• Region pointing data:
※ ※ ※

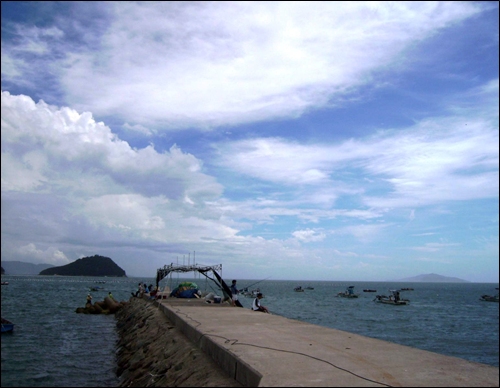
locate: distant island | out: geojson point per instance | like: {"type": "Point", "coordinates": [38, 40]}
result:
{"type": "Point", "coordinates": [433, 278]}
{"type": "Point", "coordinates": [22, 268]}
{"type": "Point", "coordinates": [88, 266]}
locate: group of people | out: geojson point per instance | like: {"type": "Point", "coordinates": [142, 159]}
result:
{"type": "Point", "coordinates": [256, 305]}
{"type": "Point", "coordinates": [143, 289]}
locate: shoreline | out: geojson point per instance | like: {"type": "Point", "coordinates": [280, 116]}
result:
{"type": "Point", "coordinates": [152, 352]}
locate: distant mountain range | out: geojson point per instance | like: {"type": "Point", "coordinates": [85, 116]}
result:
{"type": "Point", "coordinates": [23, 268]}
{"type": "Point", "coordinates": [433, 278]}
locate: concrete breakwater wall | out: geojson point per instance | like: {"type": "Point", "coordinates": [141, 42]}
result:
{"type": "Point", "coordinates": [151, 352]}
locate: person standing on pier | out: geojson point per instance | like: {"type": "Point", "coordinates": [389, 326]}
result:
{"type": "Point", "coordinates": [256, 306]}
{"type": "Point", "coordinates": [234, 293]}
{"type": "Point", "coordinates": [89, 300]}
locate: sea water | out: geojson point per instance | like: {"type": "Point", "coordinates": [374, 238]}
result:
{"type": "Point", "coordinates": [54, 346]}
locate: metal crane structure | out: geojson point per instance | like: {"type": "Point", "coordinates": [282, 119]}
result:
{"type": "Point", "coordinates": [205, 270]}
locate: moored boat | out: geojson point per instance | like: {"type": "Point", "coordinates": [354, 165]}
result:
{"type": "Point", "coordinates": [348, 293]}
{"type": "Point", "coordinates": [7, 326]}
{"type": "Point", "coordinates": [394, 298]}
{"type": "Point", "coordinates": [489, 298]}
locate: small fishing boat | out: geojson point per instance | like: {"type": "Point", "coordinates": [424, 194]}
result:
{"type": "Point", "coordinates": [348, 293]}
{"type": "Point", "coordinates": [393, 299]}
{"type": "Point", "coordinates": [96, 288]}
{"type": "Point", "coordinates": [7, 326]}
{"type": "Point", "coordinates": [250, 294]}
{"type": "Point", "coordinates": [490, 298]}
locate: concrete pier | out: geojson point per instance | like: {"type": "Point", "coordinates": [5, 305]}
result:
{"type": "Point", "coordinates": [260, 349]}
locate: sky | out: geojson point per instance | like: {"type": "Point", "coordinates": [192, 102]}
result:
{"type": "Point", "coordinates": [284, 140]}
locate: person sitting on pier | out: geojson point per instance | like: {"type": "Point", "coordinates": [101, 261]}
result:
{"type": "Point", "coordinates": [234, 293]}
{"type": "Point", "coordinates": [256, 306]}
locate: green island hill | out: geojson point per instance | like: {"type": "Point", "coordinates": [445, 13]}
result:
{"type": "Point", "coordinates": [88, 266]}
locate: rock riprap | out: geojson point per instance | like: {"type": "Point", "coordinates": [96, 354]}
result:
{"type": "Point", "coordinates": [107, 306]}
{"type": "Point", "coordinates": [151, 352]}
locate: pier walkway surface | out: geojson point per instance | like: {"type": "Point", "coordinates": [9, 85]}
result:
{"type": "Point", "coordinates": [267, 350]}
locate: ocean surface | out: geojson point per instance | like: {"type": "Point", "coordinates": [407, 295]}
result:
{"type": "Point", "coordinates": [53, 346]}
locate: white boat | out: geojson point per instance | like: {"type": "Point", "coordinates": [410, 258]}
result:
{"type": "Point", "coordinates": [250, 294]}
{"type": "Point", "coordinates": [348, 293]}
{"type": "Point", "coordinates": [490, 298]}
{"type": "Point", "coordinates": [393, 299]}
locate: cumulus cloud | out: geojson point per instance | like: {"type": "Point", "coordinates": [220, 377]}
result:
{"type": "Point", "coordinates": [42, 142]}
{"type": "Point", "coordinates": [30, 253]}
{"type": "Point", "coordinates": [180, 65]}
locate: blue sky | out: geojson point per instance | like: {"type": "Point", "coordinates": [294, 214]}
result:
{"type": "Point", "coordinates": [308, 141]}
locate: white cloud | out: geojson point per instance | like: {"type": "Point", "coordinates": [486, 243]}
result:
{"type": "Point", "coordinates": [51, 255]}
{"type": "Point", "coordinates": [59, 144]}
{"type": "Point", "coordinates": [177, 65]}
{"type": "Point", "coordinates": [439, 159]}
{"type": "Point", "coordinates": [309, 235]}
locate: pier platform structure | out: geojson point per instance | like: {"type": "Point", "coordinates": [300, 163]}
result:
{"type": "Point", "coordinates": [266, 350]}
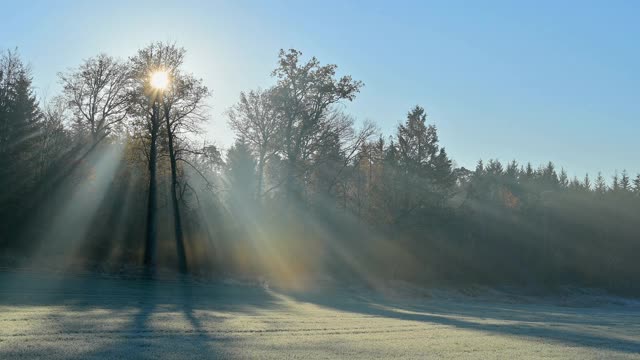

※ ※ ※

• WORK REQUIRED: Locate the lines above that contain "cloud" and copy them.

• EXERCISE OUTPUT:
locate: cumulus cloud | out: geojson point per instance | like: {"type": "Point", "coordinates": [220, 377]}
locate: white cloud | out: geojson point per instance | like: {"type": "Point", "coordinates": [486, 243]}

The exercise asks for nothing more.